:: Prompt A ::
Transcribe the bounding-box records below the text word for word, covering every one of them, and leave the pictures out of your answer.

There’s Nothing Moderate About Jeb Bush’s Position On Gay Marriage

Is 2016 going to be a repeat of the 2000 election, with a member of the Bush family able to sail into the White House above a more popular member of the Clinton team by successfully hoodwinking the public into thinking he’s more moderate than he is? The chilling realization that Jeb Bush really could be the next president settled in over me this week with the news that he’s staking out the “moderate” position on same-sex marriage by sticking to the line that same-sex marriage should be a matter left up to the states. It’s a position that has troubling echoes of George W. Bush’s “compassionate conservatism” nonsense in the 2000 elections, a little bit of spin to convince voters you’re not one of those scary Bible-thumpers while continuing to be everything the scary Bible-thumpers could want out of a presidential contender.

“Leave it up to the states” is one of those lines that exists purely to push a hard-right agenda while pretending it’s actually a flexible, moderate agenda. This was true when Barry Goldwater argued that the basic human rights of black people should be determined on a state-by-state basis, and it continues to be true today.

:: Exercise material ::
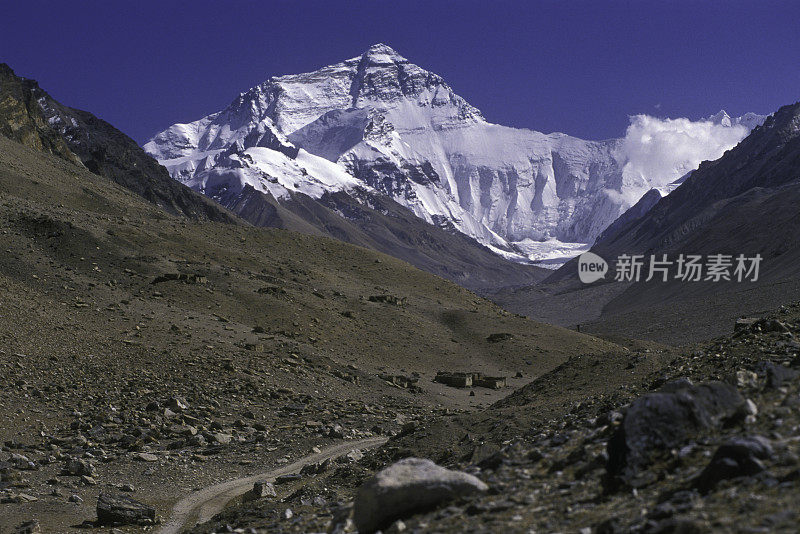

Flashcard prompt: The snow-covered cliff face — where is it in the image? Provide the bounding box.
[144,44,763,258]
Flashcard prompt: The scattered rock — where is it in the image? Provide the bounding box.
[354,458,488,533]
[62,458,97,478]
[12,519,42,534]
[695,436,773,493]
[250,481,278,499]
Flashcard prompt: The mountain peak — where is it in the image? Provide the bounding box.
[361,43,408,64]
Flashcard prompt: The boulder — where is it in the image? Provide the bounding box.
[606,379,745,486]
[353,458,488,533]
[97,493,156,525]
[694,436,773,493]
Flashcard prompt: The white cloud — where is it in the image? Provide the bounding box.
[617,115,749,194]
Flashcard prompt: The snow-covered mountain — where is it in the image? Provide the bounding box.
[144,44,763,257]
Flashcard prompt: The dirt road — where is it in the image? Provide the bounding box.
[158,437,387,534]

:: Prompt B ::
Reproduce the part of the opinion piece on same-sex marriage that begins at the words "Is 2016 going" and stops after "a presidential contender.", changing "Jeb Bush" to "the candidate" wherever it occurs.

:: Complete response A ::
Flashcard prompt: The snow-covered cliff face — where is it in the image? Provide the bounding box.
[144,44,763,258]
Flashcard prompt: The scattered rock — where is it in the image? Provide the bounding box.
[354,458,488,533]
[62,458,97,478]
[12,519,42,534]
[695,436,773,493]
[250,481,278,499]
Flashcard prompt: The mountain peak — where is it in the image? Provide the bounding box.
[361,43,408,64]
Flashcard prompt: The boulder — where is it in the image? Provide the bounding box.
[606,379,745,486]
[353,458,488,533]
[97,493,156,525]
[694,436,773,493]
Flashcard prompt: The white cloud — where is it in the image? Provide the bounding box.
[617,115,749,194]
Flashcard prompt: The snow-covered mountain — where is it in the image? Provide the bounding box.
[144,44,763,257]
Flashcard prompt: The dirt road — where is it in the image? Provide the bounding box.
[158,437,387,534]

:: Complete response B ::
Is 2016 going to be a repeat of the 2000 election, with a member of the Bush family able to sail into the White House above a more popular member of the Clinton team by successfully hoodwinking the public into thinking he’s more moderate than he is? The chilling realization that the candidate really could be the next president settled in over me this week with the news that he’s staking out the “moderate” position on same-sex marriage by sticking to the line that same-sex marriage should be a matter left up to the states. It’s a position that has troubling echoes of George W. Bush’s “compassionate conservatism” nonsense in the 2000 elections, a little bit of spin to convince voters you’re not one of those scary Bible-thumpers while continuing to be everything the scary Bible-thumpers could want out of a presidential contender.